Shares of DigitalOcean Holdings, Inc. (DOCN) tumbled 5.87% in pre-market trading on Wednesday, despite the cloud computing company reporting strong third-quarter results and raising its full-year outlook.
DigitalOcean announced Q3 revenue of $230 million, up 16% year-over-year, while net income surged 381% to $158 million. Adjusted EBITDA grew 15% to $100 million. The company also reported robust customer growth, with revenue from customers spending over $100,000 annually increasing 41% and now representing 26% of total revenue.
"DigitalOcean's unified agentic cloud is driving accelerated momentum in Q3. Revenue increased 16% year over year and we delivered the strongest incremental organic ARR in our history," said CEO Paddy Srinivasan. He noted that customers with over $1 million in annual run rate are now generating over $100 million in ARR, growing at 72% year-over-year.

▸ **ENTRIES SHOWN**:
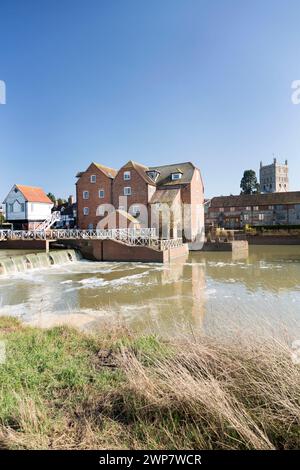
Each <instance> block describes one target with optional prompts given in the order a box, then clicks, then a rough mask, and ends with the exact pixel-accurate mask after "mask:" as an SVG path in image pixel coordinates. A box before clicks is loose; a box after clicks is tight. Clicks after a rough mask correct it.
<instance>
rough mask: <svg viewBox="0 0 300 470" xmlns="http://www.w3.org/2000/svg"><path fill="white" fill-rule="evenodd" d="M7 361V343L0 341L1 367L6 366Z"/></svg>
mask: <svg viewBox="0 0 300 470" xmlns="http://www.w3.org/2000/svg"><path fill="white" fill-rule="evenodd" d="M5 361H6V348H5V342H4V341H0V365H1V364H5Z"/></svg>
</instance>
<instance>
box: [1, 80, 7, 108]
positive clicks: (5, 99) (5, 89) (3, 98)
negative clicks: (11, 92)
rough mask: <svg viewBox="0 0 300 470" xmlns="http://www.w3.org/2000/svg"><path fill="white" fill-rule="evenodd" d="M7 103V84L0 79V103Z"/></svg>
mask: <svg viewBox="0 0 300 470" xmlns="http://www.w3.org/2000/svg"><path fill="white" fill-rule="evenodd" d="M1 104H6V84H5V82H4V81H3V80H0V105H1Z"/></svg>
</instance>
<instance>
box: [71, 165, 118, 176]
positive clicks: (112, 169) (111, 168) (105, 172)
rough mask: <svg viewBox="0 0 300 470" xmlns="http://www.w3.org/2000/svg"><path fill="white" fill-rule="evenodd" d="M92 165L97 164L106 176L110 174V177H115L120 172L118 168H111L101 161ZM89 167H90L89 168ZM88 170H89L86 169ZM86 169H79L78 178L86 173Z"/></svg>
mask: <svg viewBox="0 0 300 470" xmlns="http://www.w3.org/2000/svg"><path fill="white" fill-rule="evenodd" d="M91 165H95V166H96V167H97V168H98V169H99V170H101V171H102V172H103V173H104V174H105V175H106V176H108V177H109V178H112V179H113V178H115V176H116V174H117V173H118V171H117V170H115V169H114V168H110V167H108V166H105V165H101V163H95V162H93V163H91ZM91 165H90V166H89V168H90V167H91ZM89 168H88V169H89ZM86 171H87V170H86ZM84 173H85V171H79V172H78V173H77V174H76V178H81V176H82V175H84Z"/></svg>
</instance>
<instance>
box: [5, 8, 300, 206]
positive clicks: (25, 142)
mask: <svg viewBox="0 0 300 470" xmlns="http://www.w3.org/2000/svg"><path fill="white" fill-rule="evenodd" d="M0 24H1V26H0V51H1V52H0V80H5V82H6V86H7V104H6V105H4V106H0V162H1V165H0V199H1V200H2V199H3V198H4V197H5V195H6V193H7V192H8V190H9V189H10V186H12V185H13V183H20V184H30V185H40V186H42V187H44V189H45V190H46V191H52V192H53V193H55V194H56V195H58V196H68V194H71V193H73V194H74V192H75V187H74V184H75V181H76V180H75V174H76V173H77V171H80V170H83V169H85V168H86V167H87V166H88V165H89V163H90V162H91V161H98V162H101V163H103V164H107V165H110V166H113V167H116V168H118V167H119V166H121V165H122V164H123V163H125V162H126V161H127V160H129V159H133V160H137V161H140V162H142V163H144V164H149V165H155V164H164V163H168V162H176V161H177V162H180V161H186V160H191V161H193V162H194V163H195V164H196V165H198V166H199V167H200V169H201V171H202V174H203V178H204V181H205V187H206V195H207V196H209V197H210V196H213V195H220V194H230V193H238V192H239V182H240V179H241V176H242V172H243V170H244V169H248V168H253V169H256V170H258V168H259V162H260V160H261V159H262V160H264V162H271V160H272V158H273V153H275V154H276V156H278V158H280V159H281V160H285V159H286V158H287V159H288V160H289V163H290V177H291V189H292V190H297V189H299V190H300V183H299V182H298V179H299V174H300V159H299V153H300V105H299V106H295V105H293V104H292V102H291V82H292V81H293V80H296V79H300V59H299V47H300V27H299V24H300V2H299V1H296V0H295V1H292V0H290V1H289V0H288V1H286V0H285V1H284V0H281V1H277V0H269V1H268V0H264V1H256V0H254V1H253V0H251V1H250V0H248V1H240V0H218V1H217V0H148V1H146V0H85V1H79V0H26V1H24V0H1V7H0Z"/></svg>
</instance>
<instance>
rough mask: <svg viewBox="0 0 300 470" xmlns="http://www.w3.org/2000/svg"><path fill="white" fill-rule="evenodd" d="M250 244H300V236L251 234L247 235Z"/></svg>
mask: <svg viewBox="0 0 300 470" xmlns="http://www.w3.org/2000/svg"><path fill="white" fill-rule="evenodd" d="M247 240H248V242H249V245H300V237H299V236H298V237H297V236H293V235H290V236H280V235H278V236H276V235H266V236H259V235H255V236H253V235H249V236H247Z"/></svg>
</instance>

▸ **EXERCISE SET**:
1. According to the DigitalOcean earnings passage, by what percentage did the company's third-quarter net income rise?
2. Continue the DigitalOcean earnings report from its last sentence.

▸ **RESPONSES BY ITEM NUMBER**:
1. It rose 381%, to $158 million.

2.
In light of these results, DigitalOcean raised its full-year 2025 revenue guidance to $896-$897 million and increased its adjusted EBITDA margin guidance to 41%.
Despite these seemingly positive results, the sharp pre-market decline suggests investors may have been expecting even stronger performance or guidance. It's possible that concerns about the competitive landscape in cloud computing or broader market sentiment towards tech stocks could be contributing to the selloff. Investors will likely be closely watching the company's earnings call for more insight into the growth outlook and any potential headwinds.